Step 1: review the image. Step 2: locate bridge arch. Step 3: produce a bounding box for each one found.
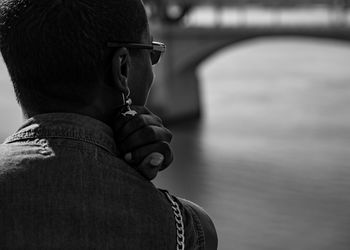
[149,25,350,121]
[164,26,350,72]
[190,36,350,73]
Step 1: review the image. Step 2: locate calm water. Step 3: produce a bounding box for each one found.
[1,38,350,250]
[154,38,350,250]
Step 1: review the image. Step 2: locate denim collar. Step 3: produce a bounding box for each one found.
[4,113,117,155]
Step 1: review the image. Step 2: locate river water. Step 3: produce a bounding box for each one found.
[1,38,350,250]
[154,38,350,250]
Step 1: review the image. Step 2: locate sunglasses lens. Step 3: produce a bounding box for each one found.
[150,51,161,65]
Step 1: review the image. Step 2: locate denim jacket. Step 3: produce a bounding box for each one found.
[0,113,216,249]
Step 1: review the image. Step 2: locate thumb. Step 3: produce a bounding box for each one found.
[138,152,164,180]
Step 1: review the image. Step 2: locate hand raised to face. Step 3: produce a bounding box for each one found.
[113,106,173,180]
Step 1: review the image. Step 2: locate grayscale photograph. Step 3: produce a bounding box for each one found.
[1,0,349,249]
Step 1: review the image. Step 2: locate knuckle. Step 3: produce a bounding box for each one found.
[133,114,148,128]
[135,114,159,129]
[122,115,148,136]
[159,140,171,150]
[144,113,162,126]
[163,128,173,141]
[143,126,158,141]
[152,114,162,123]
[154,115,163,126]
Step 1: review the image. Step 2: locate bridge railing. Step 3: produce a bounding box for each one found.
[144,0,350,24]
[186,7,349,27]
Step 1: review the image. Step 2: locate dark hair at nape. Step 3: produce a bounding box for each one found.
[0,0,148,111]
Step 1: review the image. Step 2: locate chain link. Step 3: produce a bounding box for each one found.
[163,191,185,250]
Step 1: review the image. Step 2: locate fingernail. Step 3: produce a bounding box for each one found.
[124,153,132,162]
[150,153,164,167]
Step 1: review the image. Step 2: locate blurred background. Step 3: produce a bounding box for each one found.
[1,1,350,249]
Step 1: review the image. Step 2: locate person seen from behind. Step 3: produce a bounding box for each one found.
[0,0,218,249]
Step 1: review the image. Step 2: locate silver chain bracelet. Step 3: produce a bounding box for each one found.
[163,191,185,250]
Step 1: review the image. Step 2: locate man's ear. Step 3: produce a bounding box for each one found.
[111,47,130,94]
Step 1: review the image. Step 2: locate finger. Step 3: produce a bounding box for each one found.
[136,153,164,180]
[124,141,173,171]
[119,126,172,154]
[115,114,163,143]
[113,110,136,133]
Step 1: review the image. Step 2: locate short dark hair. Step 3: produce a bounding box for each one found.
[0,0,148,111]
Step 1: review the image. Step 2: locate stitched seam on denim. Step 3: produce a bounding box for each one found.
[158,189,182,249]
[5,132,116,156]
[183,202,206,250]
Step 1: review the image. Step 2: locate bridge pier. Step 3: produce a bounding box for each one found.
[148,25,202,122]
[148,60,202,122]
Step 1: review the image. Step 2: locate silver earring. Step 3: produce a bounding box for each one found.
[121,93,137,117]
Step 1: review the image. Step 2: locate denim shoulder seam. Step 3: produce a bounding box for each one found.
[5,132,116,156]
[182,201,206,250]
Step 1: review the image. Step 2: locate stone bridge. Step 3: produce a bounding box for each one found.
[148,25,350,121]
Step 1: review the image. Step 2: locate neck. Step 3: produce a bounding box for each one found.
[22,103,123,128]
[21,86,125,127]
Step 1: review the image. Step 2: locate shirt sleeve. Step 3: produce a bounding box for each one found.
[158,189,218,250]
[178,198,218,250]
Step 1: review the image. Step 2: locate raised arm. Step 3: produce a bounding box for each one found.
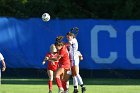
[1,59,6,72]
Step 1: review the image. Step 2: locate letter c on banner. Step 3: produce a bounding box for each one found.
[91,25,117,64]
[126,26,140,64]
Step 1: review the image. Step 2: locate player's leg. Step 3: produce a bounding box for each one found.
[72,66,79,93]
[66,80,69,92]
[66,69,72,91]
[63,69,71,93]
[47,70,54,93]
[74,65,86,93]
[75,66,84,85]
[55,67,64,93]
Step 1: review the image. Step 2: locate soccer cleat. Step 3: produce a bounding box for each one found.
[58,88,64,93]
[48,90,52,93]
[81,87,86,93]
[64,88,69,93]
[73,89,78,93]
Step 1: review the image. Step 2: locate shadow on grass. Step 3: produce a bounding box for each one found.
[2,78,140,85]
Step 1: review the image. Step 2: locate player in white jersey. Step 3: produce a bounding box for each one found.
[0,52,6,72]
[66,31,86,93]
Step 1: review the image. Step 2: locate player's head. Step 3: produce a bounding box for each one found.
[50,44,57,53]
[55,41,64,50]
[66,32,75,41]
[55,36,64,42]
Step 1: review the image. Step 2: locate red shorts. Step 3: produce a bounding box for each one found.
[59,64,70,70]
[48,62,58,72]
[48,67,57,72]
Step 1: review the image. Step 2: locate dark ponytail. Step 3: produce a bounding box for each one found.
[67,27,79,38]
[55,36,64,46]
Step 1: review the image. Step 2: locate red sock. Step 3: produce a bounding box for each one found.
[48,80,52,90]
[55,78,62,88]
[62,80,67,91]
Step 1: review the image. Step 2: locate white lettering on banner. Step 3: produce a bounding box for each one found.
[91,25,140,64]
[91,25,117,64]
[126,26,140,64]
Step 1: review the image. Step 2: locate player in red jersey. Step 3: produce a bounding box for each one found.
[54,41,71,93]
[42,44,59,93]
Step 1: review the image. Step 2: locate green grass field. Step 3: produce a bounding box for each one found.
[1,78,140,93]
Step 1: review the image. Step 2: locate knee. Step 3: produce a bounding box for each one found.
[72,70,78,76]
[49,76,53,81]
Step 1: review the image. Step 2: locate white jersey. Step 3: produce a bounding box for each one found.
[77,51,82,56]
[68,38,80,66]
[69,38,78,51]
[0,53,4,61]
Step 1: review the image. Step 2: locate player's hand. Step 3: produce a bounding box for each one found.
[42,61,46,65]
[79,56,83,61]
[2,67,6,72]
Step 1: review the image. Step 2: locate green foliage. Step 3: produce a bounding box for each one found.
[0,0,140,19]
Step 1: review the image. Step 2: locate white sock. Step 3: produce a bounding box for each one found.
[73,76,78,89]
[66,80,69,89]
[76,74,83,85]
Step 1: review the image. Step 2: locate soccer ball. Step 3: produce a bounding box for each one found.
[42,13,50,22]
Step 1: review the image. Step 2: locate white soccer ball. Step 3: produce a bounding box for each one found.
[42,13,50,22]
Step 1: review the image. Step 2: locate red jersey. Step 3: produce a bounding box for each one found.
[46,53,59,71]
[58,45,70,69]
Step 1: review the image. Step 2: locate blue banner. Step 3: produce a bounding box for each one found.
[0,17,140,69]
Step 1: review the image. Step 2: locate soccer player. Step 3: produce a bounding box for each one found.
[0,52,6,72]
[66,32,86,93]
[54,41,71,93]
[42,44,59,93]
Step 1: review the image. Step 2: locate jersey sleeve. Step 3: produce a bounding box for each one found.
[77,51,82,56]
[0,53,4,61]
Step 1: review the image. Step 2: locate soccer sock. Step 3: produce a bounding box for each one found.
[66,80,69,89]
[48,80,52,90]
[61,80,67,91]
[55,78,62,88]
[73,76,78,89]
[76,74,83,85]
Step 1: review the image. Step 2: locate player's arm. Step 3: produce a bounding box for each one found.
[48,55,61,62]
[78,51,83,61]
[1,59,6,72]
[0,53,6,71]
[42,55,60,65]
[79,55,83,61]
[42,56,49,65]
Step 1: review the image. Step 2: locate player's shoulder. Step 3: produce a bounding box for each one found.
[60,46,67,53]
[46,52,51,56]
[72,38,78,43]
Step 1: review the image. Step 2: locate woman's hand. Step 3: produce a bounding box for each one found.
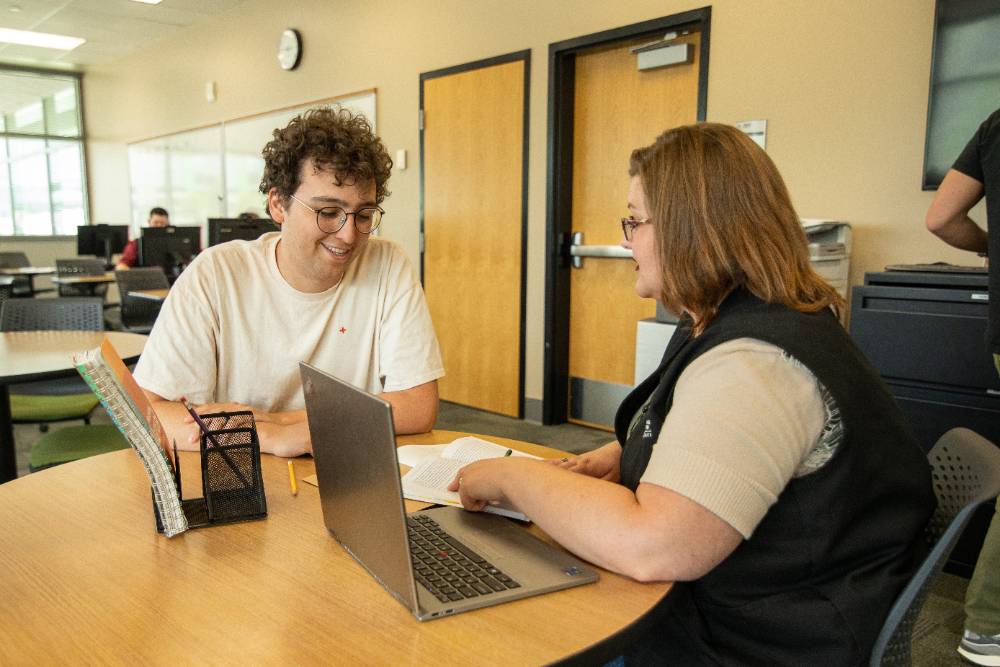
[446,458,516,512]
[547,440,622,482]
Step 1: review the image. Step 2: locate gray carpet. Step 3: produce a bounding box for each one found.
[10,401,970,664]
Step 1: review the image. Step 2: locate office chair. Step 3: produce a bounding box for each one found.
[0,297,129,471]
[869,428,1000,666]
[1,297,103,433]
[113,267,169,334]
[0,251,51,297]
[55,258,109,298]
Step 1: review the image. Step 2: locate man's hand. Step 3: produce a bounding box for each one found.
[144,390,312,456]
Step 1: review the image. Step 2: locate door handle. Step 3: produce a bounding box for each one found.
[569,231,632,268]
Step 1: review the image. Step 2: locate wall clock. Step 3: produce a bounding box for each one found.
[278,28,302,71]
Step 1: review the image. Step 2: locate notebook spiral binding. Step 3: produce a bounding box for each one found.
[74,349,188,537]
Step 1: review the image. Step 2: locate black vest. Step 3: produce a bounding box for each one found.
[615,290,935,666]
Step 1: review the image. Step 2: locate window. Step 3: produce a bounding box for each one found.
[0,68,88,235]
[127,91,376,228]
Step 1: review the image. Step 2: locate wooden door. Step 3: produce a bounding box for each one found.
[568,33,701,429]
[422,57,526,417]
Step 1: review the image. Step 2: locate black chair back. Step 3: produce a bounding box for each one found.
[56,258,108,298]
[0,297,105,332]
[0,251,34,297]
[0,252,30,269]
[869,428,1000,665]
[115,268,169,334]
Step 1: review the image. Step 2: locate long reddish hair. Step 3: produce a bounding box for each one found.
[629,123,843,334]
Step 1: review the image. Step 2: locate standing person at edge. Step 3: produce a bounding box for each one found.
[134,107,444,456]
[116,206,169,270]
[926,106,1000,666]
[449,123,935,665]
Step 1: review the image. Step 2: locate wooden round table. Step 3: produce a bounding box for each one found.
[0,330,147,482]
[0,430,670,664]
■ ■ ■ ■ ■
▶ Task goal
Copy exactly the line that contains "Step 1: review the image. Step 2: locate long" and every line after it through the end of the entries, with nothing added.

▶ Solution to this problem
Step 1: review the image. Step 2: locate long reddish hair. Step 3: produce a bounding box for each one found.
[629,123,843,334]
Step 1: review the image. Step 2: locate standing person at edge. Step 3: produce a bounding box for each one found.
[134,107,444,456]
[116,206,169,270]
[926,106,1000,666]
[449,123,935,665]
Step 1: review the image. Step 2: locate wooden round table. Step 3: produce a bounding box for each one found.
[0,330,147,482]
[0,430,670,664]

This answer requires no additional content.